OBJECTIVE: To discuss and quantify the incentives that Medicare managed care plans have to avoid (through selective enrollment or disenrollment) people who are at risk for very high costs, focusing on Medicare beneficiaries in the last year of life-a group that accounts for more than one-quarter of Medicare's annual expenditures.

DATA SOURCE: Medicare administrative claims for 1994 and 1995.

STUDY DESIGN: We calculated the payment a plan would have received under three risk-adjustment systems for each beneficiary in our 1995 sample based on his or her age, gender, county of residence, original reason for Medicare entitlement, and principal inpatient diagnoses received during any hospital stays in 1994. We compared these amounts to the actual costs incurred by those beneficiaries. We then looked for clinical categories that were predictive of costs, including costs in a beneficiary's last year of life, not accounted for by the risk adjusters.

DATA EXTRACTION METHODS: The analyses were conducted using claims for a 5 percent random sample of Medicare beneficiaries who died in 1995 and a matched group of survivors.

Work task:
Extend the Medicare study summary above by writing what comes after its last sentence. The records that come next have nothing to do with the Medicare study summary.

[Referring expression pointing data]
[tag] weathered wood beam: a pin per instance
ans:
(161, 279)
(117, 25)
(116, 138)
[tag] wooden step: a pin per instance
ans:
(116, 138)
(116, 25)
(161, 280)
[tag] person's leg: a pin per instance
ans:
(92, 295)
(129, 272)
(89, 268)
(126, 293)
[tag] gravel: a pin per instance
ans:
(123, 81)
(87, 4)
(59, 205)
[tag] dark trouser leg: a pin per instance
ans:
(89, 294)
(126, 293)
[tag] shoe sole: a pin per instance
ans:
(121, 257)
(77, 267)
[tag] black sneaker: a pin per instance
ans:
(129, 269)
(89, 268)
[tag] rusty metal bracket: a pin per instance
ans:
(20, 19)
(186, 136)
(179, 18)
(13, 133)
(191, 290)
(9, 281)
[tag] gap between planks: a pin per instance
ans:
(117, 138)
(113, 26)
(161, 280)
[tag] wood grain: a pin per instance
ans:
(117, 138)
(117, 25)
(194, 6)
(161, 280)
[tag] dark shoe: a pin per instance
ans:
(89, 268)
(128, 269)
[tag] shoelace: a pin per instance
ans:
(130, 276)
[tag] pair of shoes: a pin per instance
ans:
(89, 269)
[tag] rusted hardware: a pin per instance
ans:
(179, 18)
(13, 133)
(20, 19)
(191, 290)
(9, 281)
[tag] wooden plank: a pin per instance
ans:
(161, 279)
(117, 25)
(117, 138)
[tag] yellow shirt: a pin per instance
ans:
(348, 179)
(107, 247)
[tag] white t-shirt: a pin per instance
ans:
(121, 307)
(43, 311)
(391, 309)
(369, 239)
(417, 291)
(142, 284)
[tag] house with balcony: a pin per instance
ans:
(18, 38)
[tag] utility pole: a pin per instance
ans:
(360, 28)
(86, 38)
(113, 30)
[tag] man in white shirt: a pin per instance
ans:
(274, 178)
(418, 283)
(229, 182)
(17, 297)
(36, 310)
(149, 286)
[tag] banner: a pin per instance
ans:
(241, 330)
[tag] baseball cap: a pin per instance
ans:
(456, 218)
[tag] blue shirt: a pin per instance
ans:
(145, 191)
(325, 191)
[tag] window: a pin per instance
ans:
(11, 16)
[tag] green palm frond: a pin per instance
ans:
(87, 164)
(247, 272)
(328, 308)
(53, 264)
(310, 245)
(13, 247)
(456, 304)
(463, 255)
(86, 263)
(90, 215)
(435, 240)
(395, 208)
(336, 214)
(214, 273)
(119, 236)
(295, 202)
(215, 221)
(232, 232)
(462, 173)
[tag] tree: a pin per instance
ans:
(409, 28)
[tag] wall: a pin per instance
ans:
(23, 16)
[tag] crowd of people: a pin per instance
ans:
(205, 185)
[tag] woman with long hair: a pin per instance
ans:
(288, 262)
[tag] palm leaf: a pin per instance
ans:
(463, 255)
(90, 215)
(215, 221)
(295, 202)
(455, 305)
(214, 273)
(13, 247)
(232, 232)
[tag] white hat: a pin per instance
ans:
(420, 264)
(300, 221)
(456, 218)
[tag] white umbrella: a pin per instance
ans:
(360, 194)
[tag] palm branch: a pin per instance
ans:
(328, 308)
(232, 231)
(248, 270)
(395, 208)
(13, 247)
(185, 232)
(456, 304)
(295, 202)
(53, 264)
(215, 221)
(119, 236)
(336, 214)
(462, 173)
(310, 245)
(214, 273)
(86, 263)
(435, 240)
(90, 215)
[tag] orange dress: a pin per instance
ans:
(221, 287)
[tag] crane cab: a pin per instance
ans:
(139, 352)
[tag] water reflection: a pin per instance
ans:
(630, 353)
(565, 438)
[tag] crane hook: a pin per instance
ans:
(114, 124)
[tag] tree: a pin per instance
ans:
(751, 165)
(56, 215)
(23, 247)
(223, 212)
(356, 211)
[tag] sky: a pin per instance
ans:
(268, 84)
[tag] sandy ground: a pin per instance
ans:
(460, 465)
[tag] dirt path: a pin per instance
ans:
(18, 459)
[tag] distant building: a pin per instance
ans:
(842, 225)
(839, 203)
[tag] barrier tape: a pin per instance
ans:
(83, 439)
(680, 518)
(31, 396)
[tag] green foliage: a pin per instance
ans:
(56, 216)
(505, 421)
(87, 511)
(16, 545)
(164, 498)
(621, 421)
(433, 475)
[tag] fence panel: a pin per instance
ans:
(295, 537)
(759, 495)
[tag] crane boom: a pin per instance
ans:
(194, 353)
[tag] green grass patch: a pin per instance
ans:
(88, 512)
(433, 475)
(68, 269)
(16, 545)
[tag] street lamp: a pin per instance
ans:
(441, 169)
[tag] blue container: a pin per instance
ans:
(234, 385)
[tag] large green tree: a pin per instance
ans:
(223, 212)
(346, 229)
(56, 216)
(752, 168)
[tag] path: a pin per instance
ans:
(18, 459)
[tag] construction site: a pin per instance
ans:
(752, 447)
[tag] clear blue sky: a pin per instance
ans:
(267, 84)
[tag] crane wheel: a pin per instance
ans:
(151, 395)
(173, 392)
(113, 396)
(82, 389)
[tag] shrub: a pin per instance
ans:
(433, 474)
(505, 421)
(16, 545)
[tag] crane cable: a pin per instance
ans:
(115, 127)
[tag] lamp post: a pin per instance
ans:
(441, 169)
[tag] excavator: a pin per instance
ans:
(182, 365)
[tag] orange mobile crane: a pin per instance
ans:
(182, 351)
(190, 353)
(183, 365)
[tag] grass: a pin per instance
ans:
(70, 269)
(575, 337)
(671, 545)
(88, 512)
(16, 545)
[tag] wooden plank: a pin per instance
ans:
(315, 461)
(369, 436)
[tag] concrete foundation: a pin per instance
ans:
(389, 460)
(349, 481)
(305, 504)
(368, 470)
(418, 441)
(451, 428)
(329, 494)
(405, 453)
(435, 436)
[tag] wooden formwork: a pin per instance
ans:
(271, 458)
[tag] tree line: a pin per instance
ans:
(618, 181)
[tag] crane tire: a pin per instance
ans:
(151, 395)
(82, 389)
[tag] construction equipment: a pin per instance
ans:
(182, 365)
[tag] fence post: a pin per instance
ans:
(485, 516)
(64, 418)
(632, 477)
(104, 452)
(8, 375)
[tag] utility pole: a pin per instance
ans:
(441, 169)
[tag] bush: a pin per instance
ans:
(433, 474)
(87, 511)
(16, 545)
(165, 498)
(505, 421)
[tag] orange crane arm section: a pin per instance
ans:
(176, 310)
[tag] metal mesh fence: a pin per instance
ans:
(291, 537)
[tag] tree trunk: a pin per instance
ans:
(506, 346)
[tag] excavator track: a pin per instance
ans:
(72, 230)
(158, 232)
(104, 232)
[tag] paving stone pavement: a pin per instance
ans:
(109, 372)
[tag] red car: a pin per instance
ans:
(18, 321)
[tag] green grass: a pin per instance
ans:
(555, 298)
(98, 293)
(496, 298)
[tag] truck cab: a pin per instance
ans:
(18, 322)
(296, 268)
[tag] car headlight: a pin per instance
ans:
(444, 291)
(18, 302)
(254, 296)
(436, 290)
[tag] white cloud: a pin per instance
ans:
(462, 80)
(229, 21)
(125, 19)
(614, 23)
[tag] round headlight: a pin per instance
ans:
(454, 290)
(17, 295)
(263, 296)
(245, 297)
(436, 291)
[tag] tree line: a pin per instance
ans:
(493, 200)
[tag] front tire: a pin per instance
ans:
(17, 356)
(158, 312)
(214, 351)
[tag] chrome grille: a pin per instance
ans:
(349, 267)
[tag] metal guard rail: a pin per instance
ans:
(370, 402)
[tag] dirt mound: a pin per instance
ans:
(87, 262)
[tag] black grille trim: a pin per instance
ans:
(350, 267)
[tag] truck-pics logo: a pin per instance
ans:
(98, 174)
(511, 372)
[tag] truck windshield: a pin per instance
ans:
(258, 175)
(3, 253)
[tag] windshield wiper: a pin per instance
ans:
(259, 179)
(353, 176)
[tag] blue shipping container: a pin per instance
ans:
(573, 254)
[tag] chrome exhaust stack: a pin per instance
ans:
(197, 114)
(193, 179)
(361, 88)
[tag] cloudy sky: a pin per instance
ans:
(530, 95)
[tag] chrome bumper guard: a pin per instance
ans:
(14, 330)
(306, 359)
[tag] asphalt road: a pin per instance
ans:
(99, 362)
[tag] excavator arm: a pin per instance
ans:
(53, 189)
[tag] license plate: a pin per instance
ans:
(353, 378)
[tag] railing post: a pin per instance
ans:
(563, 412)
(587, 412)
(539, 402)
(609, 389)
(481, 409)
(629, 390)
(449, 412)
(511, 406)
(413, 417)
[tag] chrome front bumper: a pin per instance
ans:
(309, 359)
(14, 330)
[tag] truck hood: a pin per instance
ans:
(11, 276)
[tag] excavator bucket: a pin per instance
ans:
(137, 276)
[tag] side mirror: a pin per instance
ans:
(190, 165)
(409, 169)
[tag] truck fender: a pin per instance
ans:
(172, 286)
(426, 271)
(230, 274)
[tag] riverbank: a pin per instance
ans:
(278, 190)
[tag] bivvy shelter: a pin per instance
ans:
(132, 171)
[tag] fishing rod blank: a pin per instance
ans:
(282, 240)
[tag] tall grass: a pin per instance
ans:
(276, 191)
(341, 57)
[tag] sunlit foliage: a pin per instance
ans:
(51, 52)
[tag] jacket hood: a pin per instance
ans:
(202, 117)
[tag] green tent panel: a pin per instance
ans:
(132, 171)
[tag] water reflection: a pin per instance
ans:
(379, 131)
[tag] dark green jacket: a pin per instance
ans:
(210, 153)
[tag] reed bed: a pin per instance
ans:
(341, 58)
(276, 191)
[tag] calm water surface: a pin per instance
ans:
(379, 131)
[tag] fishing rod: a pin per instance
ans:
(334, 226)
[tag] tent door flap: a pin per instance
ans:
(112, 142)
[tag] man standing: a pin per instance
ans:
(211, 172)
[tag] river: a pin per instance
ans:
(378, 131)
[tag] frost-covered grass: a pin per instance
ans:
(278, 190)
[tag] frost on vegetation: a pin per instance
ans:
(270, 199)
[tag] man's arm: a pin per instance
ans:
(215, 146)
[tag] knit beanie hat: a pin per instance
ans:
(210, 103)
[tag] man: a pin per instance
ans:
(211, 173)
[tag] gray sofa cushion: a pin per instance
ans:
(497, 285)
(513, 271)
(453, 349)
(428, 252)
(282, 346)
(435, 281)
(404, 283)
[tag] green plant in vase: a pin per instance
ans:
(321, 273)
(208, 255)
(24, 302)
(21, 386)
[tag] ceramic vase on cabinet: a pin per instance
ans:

Solved exercise:
PRINCIPAL FINDINGS: Medicare is currently implementing the Principal Inpatient Diagnostic Cost Groups (PIP-DCG) risk adjustment payment system to address the problem of risk selection in the Medicare+Choice program. We quantify the strong financial disincentives to enroll terminally ill beneficiaries that plans still have under this risk adjustment system. We also show that up to one-third of the selection observed between Medicare HMOs and the traditional fee-for-service system could be due to differential enrollment of decedents. A risk adjustment system that incorporated more of the available diagnostic information would attenuate this disincentive; however, plans could still use clinical information (not included in the risk adjustment scheme) to identify beneficiaries whose expected costs exceed expected payments.

CONCLUSIONS: More disaggregated prospective risk adjustment methods and alternative payment systems that compensate plans for delivering care to certain classes of patients should be considered to ensure access to high-quality managed care for all beneficiaries.